**Set exercise**
Take the line containing "[spot] the person in dark" and every line after it to the end of the material below; reproduce them exactly, without pictures.

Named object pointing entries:
= = = =

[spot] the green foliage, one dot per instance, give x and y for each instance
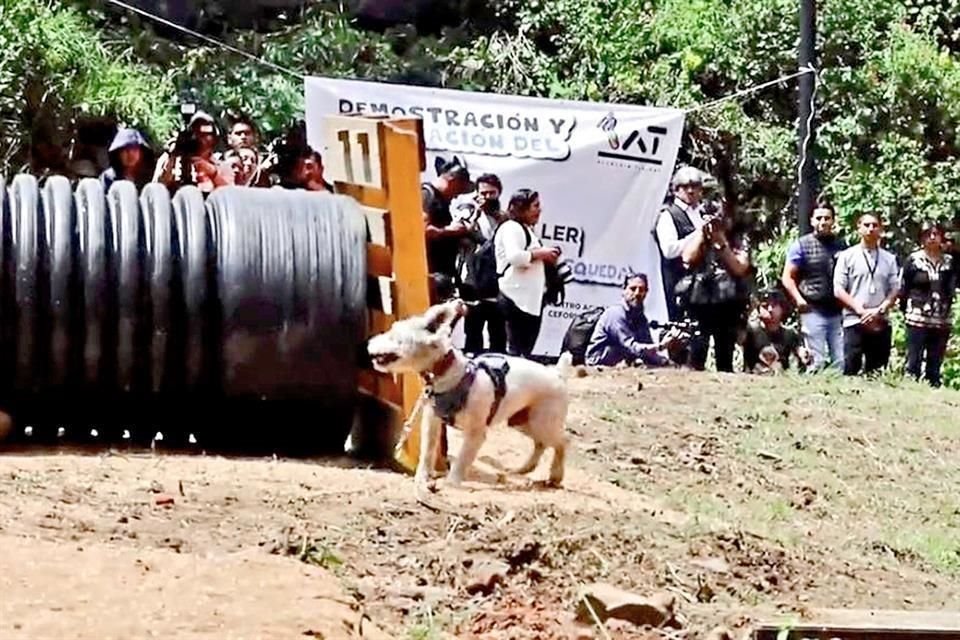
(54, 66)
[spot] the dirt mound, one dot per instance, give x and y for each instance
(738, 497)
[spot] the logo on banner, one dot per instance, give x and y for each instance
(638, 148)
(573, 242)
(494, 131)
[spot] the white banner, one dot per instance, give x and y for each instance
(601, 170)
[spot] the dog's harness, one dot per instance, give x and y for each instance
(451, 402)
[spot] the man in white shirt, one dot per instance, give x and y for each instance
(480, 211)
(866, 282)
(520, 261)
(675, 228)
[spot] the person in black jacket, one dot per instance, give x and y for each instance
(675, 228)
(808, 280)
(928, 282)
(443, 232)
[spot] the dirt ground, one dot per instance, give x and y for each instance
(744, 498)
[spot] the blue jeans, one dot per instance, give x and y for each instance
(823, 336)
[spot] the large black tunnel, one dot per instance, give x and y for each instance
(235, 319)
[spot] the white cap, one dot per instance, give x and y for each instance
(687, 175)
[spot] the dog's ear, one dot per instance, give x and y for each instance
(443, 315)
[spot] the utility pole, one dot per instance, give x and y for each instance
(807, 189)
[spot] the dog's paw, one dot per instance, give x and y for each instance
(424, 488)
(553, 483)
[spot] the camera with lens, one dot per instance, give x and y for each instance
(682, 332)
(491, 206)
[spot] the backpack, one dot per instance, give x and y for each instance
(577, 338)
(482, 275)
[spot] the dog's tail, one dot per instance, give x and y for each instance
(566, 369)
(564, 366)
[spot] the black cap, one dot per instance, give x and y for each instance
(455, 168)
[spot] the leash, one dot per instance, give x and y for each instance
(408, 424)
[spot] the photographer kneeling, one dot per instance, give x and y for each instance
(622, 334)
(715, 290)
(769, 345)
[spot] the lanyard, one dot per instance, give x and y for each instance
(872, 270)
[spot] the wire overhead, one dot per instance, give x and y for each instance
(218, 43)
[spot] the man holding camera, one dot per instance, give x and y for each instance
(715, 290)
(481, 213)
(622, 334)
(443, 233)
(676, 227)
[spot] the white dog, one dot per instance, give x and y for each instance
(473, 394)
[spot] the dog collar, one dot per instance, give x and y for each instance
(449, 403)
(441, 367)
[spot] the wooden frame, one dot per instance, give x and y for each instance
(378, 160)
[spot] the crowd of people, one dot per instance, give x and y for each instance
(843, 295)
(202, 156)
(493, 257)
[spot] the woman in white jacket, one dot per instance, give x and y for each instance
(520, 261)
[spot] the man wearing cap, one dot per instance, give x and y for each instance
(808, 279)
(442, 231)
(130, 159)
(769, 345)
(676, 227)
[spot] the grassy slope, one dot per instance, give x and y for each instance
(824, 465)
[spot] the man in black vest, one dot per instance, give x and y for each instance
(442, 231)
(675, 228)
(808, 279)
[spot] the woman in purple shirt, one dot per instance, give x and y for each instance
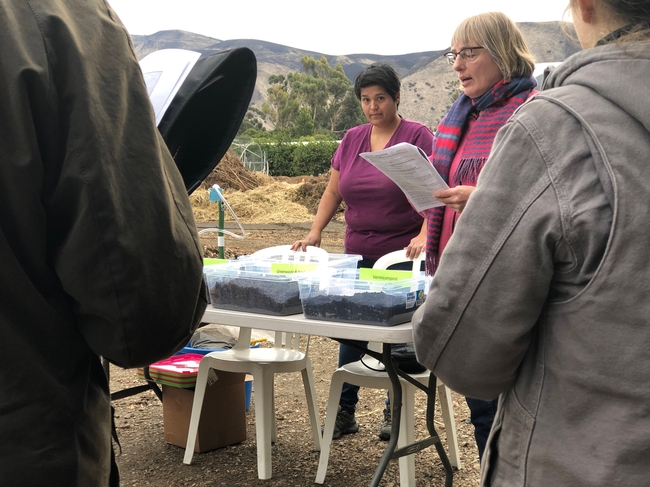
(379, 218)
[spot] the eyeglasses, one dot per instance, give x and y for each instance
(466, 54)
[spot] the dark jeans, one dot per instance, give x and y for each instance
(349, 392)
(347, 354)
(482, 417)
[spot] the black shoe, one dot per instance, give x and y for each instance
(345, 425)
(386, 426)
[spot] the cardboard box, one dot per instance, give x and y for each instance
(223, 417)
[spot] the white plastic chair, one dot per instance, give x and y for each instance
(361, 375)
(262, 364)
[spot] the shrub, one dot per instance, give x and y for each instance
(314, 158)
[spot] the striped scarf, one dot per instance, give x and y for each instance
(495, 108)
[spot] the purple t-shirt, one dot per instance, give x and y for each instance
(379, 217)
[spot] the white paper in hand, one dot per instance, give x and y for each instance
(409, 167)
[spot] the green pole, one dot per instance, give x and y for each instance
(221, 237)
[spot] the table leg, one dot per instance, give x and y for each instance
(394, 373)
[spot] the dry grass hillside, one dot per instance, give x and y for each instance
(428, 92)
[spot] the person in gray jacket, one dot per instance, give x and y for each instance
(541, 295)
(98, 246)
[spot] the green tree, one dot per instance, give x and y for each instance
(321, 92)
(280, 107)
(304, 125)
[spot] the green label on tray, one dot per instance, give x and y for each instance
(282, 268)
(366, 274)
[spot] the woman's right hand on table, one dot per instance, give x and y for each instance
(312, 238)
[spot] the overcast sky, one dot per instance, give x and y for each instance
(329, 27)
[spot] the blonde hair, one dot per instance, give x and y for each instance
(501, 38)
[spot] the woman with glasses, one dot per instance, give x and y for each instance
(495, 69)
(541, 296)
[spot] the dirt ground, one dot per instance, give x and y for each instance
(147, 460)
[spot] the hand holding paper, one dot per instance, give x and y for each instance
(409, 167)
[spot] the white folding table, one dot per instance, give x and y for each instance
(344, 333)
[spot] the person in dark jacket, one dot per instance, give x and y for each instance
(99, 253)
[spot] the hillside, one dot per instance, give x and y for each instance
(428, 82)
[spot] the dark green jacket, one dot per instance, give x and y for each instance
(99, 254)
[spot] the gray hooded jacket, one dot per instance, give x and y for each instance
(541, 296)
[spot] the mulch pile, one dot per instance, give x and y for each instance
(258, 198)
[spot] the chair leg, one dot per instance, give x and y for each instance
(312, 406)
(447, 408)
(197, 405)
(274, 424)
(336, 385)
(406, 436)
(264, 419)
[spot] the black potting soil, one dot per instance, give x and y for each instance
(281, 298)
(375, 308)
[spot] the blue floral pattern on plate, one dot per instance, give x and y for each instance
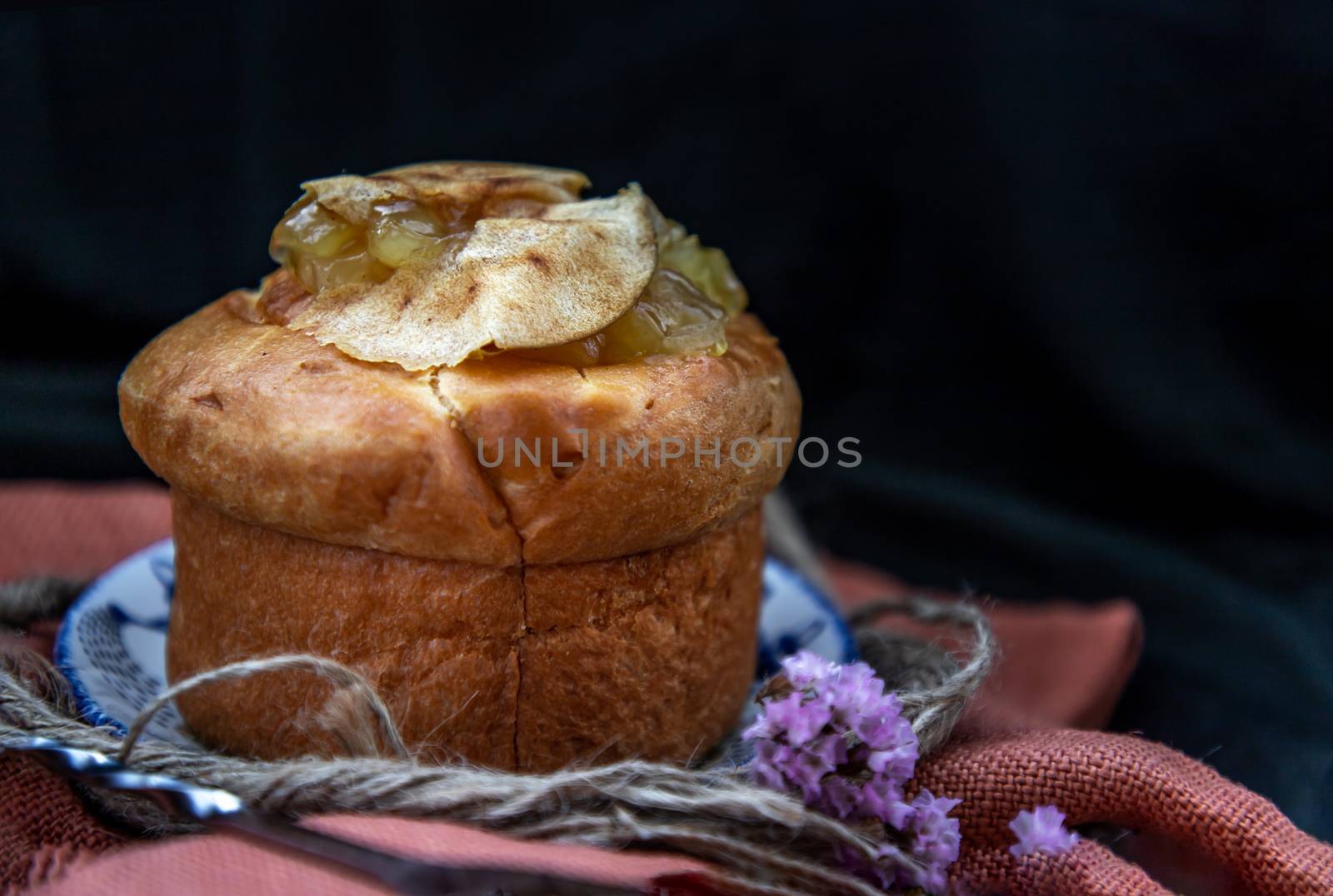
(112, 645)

= = = =

**Task answer**
[spot] the person in dark jacket, one dot per instance, give x and y for each instance
(99, 253)
[spot] the hillside, one dot per instance, give x and y for each instance
(428, 82)
[spot] the dark green jacket, one dot per instance, give x and y for each instance
(99, 254)
[spot] the gray hooded jacket, one dot per instance, give x and y for each instance
(541, 296)
[spot] the mulch pile, one dot per instance, give x and y for each instance
(258, 198)
[spot] the chair leg, one dot per instance, give x and y for each instance
(312, 406)
(447, 408)
(197, 405)
(274, 424)
(336, 385)
(406, 436)
(264, 419)
[spot] the black potting soil, one dot per instance, give x and y for each instance
(281, 298)
(375, 308)
[spot] the blue floral pattern on plate, one dot per instance, give x and y for each instance
(112, 645)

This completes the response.